++++ GIVEN RECORDS ++++

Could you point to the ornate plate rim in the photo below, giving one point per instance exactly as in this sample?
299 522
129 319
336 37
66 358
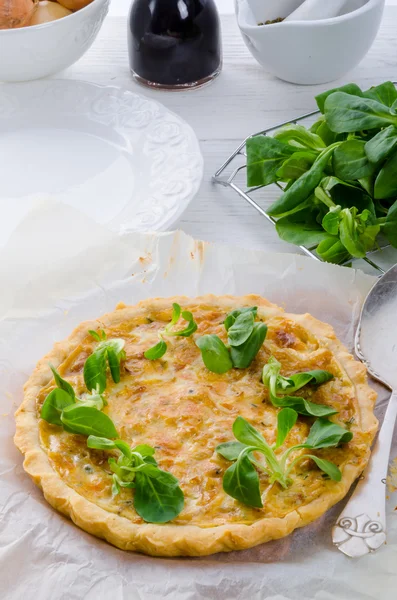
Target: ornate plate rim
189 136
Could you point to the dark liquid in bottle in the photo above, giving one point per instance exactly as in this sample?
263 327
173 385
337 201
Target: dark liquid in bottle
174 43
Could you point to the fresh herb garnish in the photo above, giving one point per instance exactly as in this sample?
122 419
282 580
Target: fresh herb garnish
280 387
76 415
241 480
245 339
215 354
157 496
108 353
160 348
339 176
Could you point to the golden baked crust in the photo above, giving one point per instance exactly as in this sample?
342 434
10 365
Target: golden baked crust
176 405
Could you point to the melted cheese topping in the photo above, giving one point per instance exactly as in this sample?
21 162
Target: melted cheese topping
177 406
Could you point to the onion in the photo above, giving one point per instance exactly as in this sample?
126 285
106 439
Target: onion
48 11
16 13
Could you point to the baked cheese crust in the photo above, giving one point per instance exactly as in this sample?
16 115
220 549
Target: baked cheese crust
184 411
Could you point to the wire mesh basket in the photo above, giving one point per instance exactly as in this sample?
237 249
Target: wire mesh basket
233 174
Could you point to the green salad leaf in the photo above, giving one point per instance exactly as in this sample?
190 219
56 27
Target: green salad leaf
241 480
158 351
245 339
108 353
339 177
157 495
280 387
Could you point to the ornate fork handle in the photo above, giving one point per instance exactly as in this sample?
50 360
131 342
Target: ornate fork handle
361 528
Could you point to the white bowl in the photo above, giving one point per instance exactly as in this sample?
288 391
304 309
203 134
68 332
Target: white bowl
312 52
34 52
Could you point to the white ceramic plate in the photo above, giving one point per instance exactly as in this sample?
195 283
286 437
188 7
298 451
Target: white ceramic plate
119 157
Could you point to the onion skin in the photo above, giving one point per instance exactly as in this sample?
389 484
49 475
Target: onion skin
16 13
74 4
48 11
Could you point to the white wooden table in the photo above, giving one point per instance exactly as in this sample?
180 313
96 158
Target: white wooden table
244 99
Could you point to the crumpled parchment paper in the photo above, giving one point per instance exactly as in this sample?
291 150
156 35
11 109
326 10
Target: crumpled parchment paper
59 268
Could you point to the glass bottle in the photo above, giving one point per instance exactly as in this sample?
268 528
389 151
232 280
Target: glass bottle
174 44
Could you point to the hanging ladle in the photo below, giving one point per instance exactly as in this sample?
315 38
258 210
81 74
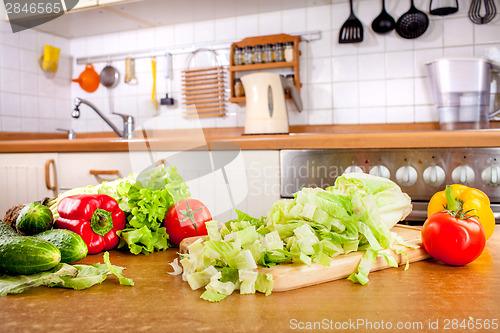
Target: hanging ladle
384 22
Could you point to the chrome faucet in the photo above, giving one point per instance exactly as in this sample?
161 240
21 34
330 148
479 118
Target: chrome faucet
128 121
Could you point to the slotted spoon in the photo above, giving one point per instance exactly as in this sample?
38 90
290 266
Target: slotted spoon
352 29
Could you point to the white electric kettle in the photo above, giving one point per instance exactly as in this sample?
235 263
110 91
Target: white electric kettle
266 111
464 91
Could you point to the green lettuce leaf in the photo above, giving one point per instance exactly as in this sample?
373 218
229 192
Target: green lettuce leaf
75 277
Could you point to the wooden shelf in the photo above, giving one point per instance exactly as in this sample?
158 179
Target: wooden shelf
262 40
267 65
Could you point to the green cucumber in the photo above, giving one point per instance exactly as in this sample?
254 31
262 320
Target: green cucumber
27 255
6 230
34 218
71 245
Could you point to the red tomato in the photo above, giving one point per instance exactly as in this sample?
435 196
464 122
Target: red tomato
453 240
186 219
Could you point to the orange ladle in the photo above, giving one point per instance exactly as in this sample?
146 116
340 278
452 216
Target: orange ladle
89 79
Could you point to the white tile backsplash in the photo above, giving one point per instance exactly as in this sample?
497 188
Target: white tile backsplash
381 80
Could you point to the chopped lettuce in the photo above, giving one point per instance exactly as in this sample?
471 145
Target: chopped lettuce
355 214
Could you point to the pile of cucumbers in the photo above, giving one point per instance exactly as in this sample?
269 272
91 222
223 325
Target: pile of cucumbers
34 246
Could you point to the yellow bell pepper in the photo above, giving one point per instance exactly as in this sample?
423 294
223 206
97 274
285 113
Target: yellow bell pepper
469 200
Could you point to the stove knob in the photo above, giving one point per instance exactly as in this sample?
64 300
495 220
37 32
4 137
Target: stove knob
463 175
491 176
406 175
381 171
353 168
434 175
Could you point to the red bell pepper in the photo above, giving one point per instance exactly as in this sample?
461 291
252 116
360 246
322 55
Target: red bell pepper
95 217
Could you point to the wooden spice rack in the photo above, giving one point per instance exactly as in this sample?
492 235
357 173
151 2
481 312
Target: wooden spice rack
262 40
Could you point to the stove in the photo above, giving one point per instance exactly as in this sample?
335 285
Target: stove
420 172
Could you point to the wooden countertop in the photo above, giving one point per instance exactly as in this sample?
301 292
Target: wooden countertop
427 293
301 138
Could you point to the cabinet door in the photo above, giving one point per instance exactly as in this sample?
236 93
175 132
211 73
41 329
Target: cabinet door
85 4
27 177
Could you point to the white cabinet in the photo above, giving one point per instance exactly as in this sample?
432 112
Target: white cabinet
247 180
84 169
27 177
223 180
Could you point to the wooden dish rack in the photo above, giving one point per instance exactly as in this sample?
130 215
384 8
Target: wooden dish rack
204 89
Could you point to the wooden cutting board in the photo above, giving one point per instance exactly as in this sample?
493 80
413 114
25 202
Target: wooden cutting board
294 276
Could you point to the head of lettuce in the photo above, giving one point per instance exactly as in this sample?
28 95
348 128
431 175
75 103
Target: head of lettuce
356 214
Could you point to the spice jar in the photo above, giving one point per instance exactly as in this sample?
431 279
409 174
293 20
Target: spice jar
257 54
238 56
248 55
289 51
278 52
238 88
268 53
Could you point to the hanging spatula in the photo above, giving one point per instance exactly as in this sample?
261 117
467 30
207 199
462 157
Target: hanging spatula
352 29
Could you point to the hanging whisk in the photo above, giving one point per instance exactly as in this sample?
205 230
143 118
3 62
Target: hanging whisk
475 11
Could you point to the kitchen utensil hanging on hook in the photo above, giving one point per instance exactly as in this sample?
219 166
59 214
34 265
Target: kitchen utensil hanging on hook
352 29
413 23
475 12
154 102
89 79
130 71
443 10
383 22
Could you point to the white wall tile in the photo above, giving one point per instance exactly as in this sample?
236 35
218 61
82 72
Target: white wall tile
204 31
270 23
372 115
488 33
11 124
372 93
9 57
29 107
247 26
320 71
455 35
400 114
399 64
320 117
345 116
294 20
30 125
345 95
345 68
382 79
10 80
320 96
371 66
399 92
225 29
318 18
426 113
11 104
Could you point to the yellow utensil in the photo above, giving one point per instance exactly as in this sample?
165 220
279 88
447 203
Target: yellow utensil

++++

Reproduce the items again without any change, beginning with the line containing "Could you point to the white wall" and continuing through the last line of the items.

* _TASK RESPONSE_
Could you point to the white wall tile in the photo above, giving one point per instance exactly as in this sample?
236 35
218 61
82 72
Target: white wall tile
204 31
270 23
372 115
488 33
11 124
372 93
9 57
29 107
247 26
320 71
455 35
400 114
399 64
320 117
345 116
294 20
30 125
345 95
345 68
382 79
10 80
320 96
371 66
399 92
225 29
318 18
426 113
11 104
Could you point to the yellow utensil in the photo above, giving one point per instance exactly as in this sample?
165 220
279 88
447 203
Target: yellow utensil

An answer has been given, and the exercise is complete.